▶ OBJECTIF
D'après l'extrait du texte ci-dessous, quel sous-titre André Comte-Sponville a-t-il choisi pour son livre ?

▶ EXTRAIT DU TEXTE
┌──

L'esprit de l'athéisme
Introduction à une spiritualité sans Dieu
par André Comte-Sponville.
En donnant comme sous titre à son livre : « Introduction à une spiritualité sans Dieu », André Comte-Sponville rejoint une attitude dans laquelle un nombre important de nos contemporains se reconnaissent volontiers. Chercheurs de sens, soucieux d’un équilibre de vie, préoccupés par l’avenir du monde, ouverts à une pensée symbolique, attentifs à se laisser interroger par les mythes religieux de l’humanité… ils investissent du temps et des efforts dans des recherches qui peuvent sembler gratuites face aux objectifs d’une société matérialiste. Ils se veulent témoins d’une conception spiritualiste de l’homme, mais contrairement à ce qui fut le cas dans le passé, ils ne la rattachent pas à une tradition religieuse. Ils se reconnaîtraient volontiers dans ce personnage de Camus qui déclarait : « Peut-on être un saint sans Dieu, c’est le seul problème concret que je connaisse aujourd’hui. » (La Peste, Gallimard, 1947, p. 279).

└──

▶ DOCUMENTS RASSEMBLÉS
┌──

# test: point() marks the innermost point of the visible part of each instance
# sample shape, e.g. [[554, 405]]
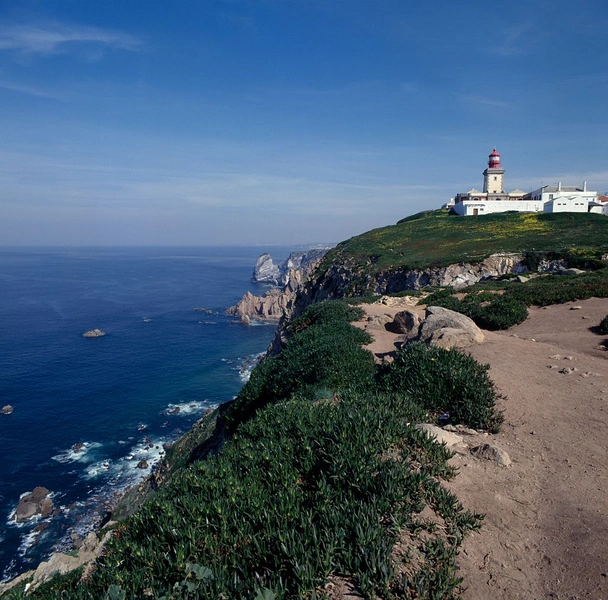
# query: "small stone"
[[493, 453], [442, 436]]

└──

▶ EXERCICE RÉALISÉ
« Introduction à une spiritualité sans Dieu »